==== Text section ====
Member (Idle past 1399 days)
Posts: 1161
From: Hayward, CA
Joined: 10-14-2004


Message 1 of 2 (251876)
10-14-2005 11:04 PM


Many times on this board, people claim that human behavior is the domain of science. Yet this is done without qualification. Human behavior is certainly much less predictable than the motion of a ball or a well-controlled chemical reaction.
The question is, is experimental psychology science? If it is, how do the available methodoliges compare to those in other "hard" sciences? What are the benefits? What are the pitfalls? And what does it all mean in developing a science of how humans work?
This topic was approached in another thread. To summarize on MY terms,
robinrohan writes:
We just want to be clear that there is a difference between real science (hard science) and this stuff that parades as science, like psychology and sociology.
http://EvC Forum: Ambiguity-uncertainty-vagueness the key to resistance against the idea of evolution? -->EvC Forum: Ambiguity-uncertainty-vagueness the key to resistance against the idea of evolution?
Robinrohan calls psychology "pseudo-science."
nwr writes:
I agree that there is a substantial difference between soft science and hard science. However, I disagree with what I take as Robin's conclusion. There really is some genuine science done by psychologists and by sociologists.
...
To be fair to the social scientists, their subject matter behaves far less predictably than do atoms and molecules. They really do have a harder time of it.
http://EvC Forum: Ambiguity-uncertainty-vagueness the key to resistance against the idea of evolution? -->EvC Forum: Ambiguity-uncertainty-vagueness the key to resistance against the idea of evolution?
Nwr believes psychology is "soft science", where some genuine science is done, but somehow different than "hard science." This has something to do with the predictability of human behavior, he suggests.
schrafinator writes:
quote:
We just want to be clear that there is a difference between real science (hard science) and this stuff that parades as science, like psychology and sociology.
====
### [Given exercise A]
In the entries, copy out everything from the line containing "Given this visual input, your objective is to detect stone" down to the line containing "[304,304,351,333]", with both of those lines included.
The forum post and the entries after it are unrelated material.
==== Extracted information ====
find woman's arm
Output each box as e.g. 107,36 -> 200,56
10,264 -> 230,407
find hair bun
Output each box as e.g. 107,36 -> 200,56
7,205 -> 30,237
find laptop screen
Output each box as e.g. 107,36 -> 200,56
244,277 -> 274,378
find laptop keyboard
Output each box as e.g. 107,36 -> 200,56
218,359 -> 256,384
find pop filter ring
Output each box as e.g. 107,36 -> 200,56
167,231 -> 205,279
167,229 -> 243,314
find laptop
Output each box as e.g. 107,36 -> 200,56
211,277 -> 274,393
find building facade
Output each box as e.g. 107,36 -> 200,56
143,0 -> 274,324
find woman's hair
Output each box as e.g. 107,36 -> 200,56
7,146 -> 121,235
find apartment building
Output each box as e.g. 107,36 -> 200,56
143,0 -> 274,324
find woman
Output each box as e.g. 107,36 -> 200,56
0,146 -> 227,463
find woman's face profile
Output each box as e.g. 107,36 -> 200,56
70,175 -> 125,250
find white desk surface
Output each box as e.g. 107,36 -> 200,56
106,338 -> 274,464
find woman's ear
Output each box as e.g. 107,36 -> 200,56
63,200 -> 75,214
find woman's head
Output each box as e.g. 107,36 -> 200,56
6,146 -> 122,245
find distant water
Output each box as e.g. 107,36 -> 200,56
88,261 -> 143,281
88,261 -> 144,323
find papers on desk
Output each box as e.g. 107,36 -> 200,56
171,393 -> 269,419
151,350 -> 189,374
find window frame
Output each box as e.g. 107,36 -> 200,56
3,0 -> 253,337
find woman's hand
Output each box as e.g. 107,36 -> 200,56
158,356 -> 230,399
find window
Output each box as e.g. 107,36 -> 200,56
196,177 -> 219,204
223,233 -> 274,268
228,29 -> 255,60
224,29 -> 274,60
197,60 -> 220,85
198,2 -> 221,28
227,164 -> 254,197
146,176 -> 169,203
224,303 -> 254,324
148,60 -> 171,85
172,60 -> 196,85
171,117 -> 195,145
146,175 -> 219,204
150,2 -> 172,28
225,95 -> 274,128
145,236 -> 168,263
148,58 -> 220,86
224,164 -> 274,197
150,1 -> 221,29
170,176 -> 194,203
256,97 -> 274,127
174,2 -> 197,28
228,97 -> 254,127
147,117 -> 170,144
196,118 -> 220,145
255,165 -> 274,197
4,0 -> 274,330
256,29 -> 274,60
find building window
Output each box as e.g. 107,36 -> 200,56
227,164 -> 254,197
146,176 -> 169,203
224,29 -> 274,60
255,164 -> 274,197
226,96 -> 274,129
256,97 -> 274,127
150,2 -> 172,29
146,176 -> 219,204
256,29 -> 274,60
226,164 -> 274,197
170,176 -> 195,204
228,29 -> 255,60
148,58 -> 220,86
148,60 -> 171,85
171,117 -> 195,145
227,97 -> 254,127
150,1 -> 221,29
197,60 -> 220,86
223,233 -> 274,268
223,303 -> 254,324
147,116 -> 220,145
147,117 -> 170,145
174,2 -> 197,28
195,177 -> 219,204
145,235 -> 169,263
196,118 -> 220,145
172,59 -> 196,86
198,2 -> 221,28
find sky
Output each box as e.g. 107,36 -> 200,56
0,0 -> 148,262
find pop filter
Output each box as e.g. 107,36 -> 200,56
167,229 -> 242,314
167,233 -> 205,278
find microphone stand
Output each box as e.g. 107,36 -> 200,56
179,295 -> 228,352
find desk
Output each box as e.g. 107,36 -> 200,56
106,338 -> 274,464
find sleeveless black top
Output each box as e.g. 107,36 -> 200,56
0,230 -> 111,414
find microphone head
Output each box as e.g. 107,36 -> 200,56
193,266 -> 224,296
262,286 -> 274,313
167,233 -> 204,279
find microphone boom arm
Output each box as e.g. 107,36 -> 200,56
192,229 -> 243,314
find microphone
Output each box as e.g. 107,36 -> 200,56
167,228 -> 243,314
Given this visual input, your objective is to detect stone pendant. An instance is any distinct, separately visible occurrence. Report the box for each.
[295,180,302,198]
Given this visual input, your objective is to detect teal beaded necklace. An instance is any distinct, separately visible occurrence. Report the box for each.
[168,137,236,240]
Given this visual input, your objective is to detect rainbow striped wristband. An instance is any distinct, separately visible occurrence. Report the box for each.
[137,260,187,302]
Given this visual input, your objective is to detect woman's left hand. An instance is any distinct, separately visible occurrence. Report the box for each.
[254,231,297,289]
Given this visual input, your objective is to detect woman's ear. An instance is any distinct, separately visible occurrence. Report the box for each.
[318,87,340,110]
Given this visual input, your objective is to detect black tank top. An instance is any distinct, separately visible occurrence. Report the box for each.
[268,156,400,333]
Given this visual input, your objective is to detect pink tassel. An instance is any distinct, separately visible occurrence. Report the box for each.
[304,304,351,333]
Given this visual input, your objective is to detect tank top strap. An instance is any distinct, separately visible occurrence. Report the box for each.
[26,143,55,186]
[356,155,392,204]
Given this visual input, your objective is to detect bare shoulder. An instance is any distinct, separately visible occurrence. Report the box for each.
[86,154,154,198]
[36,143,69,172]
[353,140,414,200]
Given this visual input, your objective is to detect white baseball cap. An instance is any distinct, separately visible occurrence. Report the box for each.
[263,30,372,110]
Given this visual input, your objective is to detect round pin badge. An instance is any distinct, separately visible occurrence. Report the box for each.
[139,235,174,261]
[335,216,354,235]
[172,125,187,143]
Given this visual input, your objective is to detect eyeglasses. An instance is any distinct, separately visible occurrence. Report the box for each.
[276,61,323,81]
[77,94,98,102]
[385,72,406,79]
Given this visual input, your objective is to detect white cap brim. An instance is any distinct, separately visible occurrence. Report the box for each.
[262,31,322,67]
====
### [Given exercise B]
List the usernames of the forum members whose words are quoted in the forum post, each introduced by "writes:".

### [Written solution A]
Given this visual input, your objective is to detect stone pendant. An instance is any distinct, separately visible occurrence. Report the box for each.
[295,180,302,198]
Given this visual input, your objective is to detect teal beaded necklace. An instance is any distinct, separately visible occurrence. Report the box for each.
[168,137,236,240]
Given this visual input, your objective is to detect rainbow striped wristband. An instance is any distinct, separately visible occurrence. Report the box for each.
[137,260,187,302]
Given this visual input, your objective is to detect woman's left hand. An instance is any distinct, separately visible occurrence. Report the box for each.
[254,231,297,289]
Given this visual input, your objective is to detect woman's ear. An instance is any distinct, separately visible occurrence. Report the box for each.
[318,87,340,110]
Given this visual input, your objective is to detect black tank top. An instance is any distinct, separately visible occurrence. Report the box for each.
[268,156,400,333]
Given this visual input, your objective is to detect pink tassel. An instance is any distinct, separately visible occurrence. Report the box for each.
[304,304,351,333]

### [Written solution B]
robinrohan
nwr
schrafinator